Este último fragmento de Santiago se asemeja a las maldiciones que Lucas sitúa a continuación de las bienaventuranzas: "¡ay de vosotros, ricos, porque habéis recibido vuestro consuelo!" (6,24); "¡ay de vosotros los que ahora reís, porque gemiréis y lloraréis!" (6,25), y a la parábola del rico Epulón y Lázaro. El gran error que cometen es preocuparse solamente de aquello que con la muerte y resurrección de Jesús ha perdido todo valor: amontonar riquezas y llevar una vida de placeres, cosas destinadas a desaparecer. Sin embargo, la acusación de Santiago contra ellos va mucho más allá porque esto lo han hecho a costa de la opresión y la explotación de los pobres. Esta opresión de los pobres es condenada con las más duras palabras y es puesta al mismo nivel que el asesinato. Estas palabras de la carta pretenden despertar las conciencias de quienes viven así, seguramente no cristianos que explotan a trabajadores creyentes. Al mismo tiempo, infunde esperanza a estos últimos: el juicio de Dios ya está hecho y no tardará en manifestarse (J. Roca).

★ ★ ★ ★ ★

§ Consigna a:
Indica cuántas líneas del listado contienen la palabra "wall". Da solo el número.
El texto y el listado no tienen nada que ver entre sí.

★ ★ ★ ★ ★

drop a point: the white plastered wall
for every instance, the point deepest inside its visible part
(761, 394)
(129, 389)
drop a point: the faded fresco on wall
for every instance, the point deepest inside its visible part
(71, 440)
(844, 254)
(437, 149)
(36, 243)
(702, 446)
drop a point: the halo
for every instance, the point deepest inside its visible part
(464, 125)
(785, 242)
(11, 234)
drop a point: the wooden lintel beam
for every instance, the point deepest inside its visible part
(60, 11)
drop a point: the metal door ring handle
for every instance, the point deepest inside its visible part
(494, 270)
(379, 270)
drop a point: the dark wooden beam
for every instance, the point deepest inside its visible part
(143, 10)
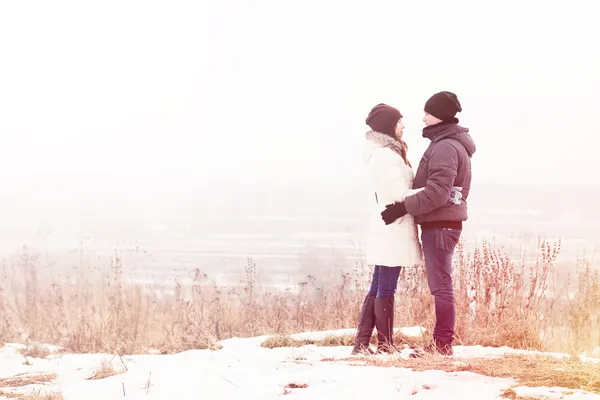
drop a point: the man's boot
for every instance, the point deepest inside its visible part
(384, 322)
(366, 323)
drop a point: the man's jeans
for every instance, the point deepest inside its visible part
(384, 282)
(438, 249)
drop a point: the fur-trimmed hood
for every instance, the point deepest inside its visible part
(376, 140)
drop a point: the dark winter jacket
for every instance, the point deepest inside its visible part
(445, 164)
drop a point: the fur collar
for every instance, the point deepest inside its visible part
(384, 140)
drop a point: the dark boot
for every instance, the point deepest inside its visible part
(384, 322)
(366, 323)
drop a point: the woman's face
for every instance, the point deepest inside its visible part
(399, 130)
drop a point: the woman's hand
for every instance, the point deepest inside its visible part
(393, 211)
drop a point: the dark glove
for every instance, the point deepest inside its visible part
(393, 211)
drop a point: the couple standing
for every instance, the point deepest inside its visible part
(435, 198)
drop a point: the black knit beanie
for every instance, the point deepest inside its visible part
(384, 118)
(443, 105)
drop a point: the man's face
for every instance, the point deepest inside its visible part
(430, 119)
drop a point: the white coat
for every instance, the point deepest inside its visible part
(391, 179)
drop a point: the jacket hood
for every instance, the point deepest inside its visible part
(451, 130)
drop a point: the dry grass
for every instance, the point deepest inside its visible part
(341, 340)
(26, 379)
(32, 396)
(529, 370)
(35, 351)
(105, 370)
(500, 301)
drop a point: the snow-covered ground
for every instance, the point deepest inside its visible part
(242, 369)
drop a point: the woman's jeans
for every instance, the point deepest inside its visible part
(384, 282)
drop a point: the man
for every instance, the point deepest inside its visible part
(440, 209)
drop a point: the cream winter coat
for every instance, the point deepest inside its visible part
(397, 244)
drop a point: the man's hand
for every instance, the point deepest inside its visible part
(393, 211)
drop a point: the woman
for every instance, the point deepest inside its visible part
(389, 247)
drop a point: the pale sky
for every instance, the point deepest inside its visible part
(280, 89)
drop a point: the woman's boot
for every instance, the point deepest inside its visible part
(366, 323)
(384, 322)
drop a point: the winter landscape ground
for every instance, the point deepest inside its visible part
(522, 333)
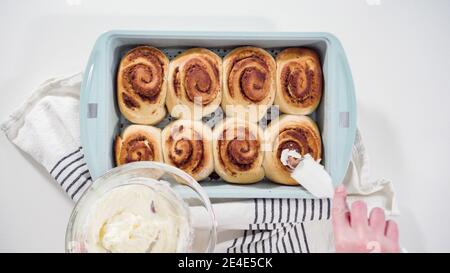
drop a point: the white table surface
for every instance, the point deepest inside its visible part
(399, 53)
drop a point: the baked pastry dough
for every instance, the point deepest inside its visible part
(237, 149)
(194, 82)
(138, 143)
(299, 81)
(187, 145)
(248, 83)
(299, 133)
(142, 85)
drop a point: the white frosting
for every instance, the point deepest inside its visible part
(310, 174)
(139, 218)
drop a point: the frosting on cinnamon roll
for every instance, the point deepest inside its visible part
(142, 85)
(299, 81)
(138, 143)
(194, 82)
(295, 133)
(248, 83)
(237, 149)
(187, 145)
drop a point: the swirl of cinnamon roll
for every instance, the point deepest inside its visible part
(187, 145)
(138, 143)
(298, 133)
(299, 81)
(237, 149)
(194, 82)
(142, 85)
(248, 82)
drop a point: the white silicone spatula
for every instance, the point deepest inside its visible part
(310, 174)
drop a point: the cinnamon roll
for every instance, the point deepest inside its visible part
(187, 145)
(142, 85)
(299, 133)
(299, 81)
(138, 143)
(248, 83)
(237, 150)
(194, 82)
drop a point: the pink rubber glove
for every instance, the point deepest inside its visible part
(353, 232)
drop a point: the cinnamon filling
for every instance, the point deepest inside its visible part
(300, 140)
(201, 80)
(301, 83)
(251, 75)
(240, 152)
(137, 148)
(186, 152)
(144, 78)
(129, 101)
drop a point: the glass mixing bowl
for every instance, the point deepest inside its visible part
(145, 172)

★ ★ ★ ★ ★

§ Consigna b:
Reproduce palabra por palabra el texto completo sobre la carta de Santiago.

§ Respuesta correcta a:
2

§ Respuesta correcta b:
Este último fragmento de Santiago se asemeja a las maldiciones que Lucas sitúa a continuación de las bienaventuranzas: "¡ay de vosotros, ricos, porque habéis recibido vuestro consuelo!" (6,24); "¡ay de vosotros los que ahora reís, porque gemiréis y lloraréis!" (6,25), y a la parábola del rico Epulón y Lázaro. El gran error que cometen es preocuparse solamente de aquello que con la muerte y resurrección de Jesús ha perdido todo valor: amontonar riquezas y llevar una vida de placeres, cosas destinadas a desaparecer. Sin embargo, la acusación de Santiago contra ellos va mucho más allá porque esto lo han hecho a costa de la opresión y la explotación de los pobres. Esta opresión de los pobres es condenada con las más duras palabras y es puesta al mismo nivel que el asesinato. Estas palabras de la carta pretenden despertar las conciencias de quienes viven así, seguramente no cristianos que explotan a trabajadores creyentes. Al mismo tiempo, infunde esperanza a estos últimos: el juicio de Dios ya está hecho y no tardará en manifestarse (J. Roca).